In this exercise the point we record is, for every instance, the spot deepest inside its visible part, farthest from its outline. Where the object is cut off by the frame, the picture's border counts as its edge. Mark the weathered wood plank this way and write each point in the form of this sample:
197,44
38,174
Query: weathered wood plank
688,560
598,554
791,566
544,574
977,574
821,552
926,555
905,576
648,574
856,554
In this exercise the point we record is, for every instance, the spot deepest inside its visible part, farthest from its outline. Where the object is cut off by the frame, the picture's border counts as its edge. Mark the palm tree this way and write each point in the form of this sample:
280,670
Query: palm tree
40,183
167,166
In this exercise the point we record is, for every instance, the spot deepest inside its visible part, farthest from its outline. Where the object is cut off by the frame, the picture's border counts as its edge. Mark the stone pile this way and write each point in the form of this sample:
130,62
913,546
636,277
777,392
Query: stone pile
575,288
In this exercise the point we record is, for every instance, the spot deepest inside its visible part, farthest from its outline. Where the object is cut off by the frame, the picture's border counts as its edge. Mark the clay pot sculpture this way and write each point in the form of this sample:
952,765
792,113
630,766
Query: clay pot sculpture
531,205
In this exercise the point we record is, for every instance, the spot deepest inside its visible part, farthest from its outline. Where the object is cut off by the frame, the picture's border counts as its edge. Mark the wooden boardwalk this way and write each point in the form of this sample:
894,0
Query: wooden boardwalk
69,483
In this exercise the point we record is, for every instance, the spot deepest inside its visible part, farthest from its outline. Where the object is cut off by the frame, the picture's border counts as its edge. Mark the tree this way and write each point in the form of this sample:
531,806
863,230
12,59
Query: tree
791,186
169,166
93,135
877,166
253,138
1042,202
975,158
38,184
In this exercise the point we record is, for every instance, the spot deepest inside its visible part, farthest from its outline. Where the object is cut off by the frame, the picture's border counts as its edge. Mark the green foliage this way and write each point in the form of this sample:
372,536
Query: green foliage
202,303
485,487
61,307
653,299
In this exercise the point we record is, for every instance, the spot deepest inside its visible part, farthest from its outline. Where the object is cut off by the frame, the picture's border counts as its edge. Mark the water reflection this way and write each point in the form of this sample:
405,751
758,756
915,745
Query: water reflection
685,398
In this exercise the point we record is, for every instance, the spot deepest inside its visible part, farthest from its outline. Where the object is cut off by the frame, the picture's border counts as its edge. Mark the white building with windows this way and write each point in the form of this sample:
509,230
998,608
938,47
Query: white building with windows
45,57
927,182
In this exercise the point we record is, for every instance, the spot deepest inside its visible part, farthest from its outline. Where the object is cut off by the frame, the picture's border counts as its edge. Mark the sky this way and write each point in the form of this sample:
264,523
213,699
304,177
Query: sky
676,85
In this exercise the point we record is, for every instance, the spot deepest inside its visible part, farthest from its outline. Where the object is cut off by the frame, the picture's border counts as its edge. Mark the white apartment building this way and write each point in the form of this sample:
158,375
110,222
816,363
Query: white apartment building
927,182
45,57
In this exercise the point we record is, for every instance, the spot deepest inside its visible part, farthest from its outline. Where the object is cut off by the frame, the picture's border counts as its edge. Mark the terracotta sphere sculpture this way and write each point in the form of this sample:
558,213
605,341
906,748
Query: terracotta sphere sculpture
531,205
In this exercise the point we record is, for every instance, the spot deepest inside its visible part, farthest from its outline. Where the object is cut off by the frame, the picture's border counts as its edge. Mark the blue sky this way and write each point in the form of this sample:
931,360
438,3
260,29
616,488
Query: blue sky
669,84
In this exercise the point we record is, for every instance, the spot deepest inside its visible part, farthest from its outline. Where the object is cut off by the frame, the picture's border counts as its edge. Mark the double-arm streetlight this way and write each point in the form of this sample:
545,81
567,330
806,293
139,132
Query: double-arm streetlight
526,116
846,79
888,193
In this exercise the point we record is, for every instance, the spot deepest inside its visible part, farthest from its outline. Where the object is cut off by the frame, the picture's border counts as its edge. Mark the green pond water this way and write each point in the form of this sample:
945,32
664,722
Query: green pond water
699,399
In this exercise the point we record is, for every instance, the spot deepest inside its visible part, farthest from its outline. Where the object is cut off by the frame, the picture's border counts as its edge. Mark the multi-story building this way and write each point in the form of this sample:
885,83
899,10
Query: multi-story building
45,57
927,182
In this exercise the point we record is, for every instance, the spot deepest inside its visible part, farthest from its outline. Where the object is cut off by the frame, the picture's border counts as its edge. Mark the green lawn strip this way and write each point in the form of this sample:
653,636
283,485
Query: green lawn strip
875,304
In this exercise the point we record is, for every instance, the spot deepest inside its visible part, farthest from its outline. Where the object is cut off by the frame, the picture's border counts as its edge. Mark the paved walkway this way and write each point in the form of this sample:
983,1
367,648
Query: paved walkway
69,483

---

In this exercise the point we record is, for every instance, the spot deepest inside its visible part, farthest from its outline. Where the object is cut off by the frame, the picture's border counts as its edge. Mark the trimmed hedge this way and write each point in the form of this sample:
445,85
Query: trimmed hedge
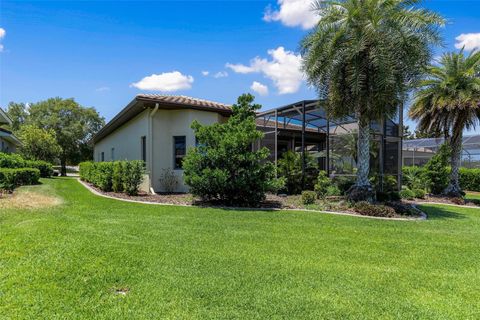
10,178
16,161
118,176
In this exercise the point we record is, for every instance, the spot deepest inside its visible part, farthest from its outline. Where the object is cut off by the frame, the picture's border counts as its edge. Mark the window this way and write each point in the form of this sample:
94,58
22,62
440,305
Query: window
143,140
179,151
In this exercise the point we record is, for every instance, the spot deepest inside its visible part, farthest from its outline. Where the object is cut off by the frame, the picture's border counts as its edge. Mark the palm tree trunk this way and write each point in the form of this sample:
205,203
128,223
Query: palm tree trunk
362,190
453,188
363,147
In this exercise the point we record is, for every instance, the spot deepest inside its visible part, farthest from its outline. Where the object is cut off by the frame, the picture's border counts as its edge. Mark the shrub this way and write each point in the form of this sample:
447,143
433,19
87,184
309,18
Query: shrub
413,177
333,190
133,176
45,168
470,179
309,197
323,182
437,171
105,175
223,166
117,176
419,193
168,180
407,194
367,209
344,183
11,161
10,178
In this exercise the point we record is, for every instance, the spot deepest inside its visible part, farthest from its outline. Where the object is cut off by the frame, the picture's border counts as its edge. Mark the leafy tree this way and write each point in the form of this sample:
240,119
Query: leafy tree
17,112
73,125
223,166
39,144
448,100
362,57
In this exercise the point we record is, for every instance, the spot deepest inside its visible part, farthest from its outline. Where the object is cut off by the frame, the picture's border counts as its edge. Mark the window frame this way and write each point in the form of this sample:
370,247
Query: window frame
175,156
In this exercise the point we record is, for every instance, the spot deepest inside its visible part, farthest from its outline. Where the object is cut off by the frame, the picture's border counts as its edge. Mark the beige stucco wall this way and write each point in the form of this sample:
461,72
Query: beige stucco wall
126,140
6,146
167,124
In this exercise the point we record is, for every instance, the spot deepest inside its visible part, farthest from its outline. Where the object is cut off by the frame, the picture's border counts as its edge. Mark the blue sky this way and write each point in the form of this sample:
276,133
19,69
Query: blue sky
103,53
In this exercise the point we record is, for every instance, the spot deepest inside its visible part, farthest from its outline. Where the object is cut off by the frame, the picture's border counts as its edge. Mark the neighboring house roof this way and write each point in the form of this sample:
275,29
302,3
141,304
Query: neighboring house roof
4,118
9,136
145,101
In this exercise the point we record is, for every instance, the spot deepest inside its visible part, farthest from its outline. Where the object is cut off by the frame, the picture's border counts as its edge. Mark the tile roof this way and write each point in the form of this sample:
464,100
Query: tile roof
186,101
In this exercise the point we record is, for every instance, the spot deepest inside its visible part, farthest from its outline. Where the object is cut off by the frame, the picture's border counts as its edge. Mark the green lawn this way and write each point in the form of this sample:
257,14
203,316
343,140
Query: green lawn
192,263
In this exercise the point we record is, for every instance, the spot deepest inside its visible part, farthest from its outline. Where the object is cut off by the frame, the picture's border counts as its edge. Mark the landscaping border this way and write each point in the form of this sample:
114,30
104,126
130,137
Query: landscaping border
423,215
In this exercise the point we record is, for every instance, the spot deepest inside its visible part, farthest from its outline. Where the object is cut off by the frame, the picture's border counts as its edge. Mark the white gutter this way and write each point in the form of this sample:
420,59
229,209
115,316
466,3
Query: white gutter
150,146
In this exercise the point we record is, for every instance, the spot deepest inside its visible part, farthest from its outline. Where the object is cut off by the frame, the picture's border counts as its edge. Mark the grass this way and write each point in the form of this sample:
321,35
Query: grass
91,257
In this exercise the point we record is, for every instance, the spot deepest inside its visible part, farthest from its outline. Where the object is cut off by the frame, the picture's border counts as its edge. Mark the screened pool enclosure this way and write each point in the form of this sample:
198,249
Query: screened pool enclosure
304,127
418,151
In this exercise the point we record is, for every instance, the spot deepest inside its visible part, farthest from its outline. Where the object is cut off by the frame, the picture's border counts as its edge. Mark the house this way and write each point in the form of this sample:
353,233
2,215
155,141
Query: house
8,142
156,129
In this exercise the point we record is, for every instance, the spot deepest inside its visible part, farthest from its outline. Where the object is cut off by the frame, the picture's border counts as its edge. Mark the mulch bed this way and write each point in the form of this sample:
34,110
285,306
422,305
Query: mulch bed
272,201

---

Pull out every line in the entries above that contains the word "grass". Case counts, so match capitals and lowercase precisely.

• Response to the task
In this exercise the point we record is, for every instance, the spot deepest inside its visible part, farthest from its outline. Where the object is cut off by the frame, the picture's border counts as its edge. Mark the grass this way and write each point in the form of this sample:
Query: grass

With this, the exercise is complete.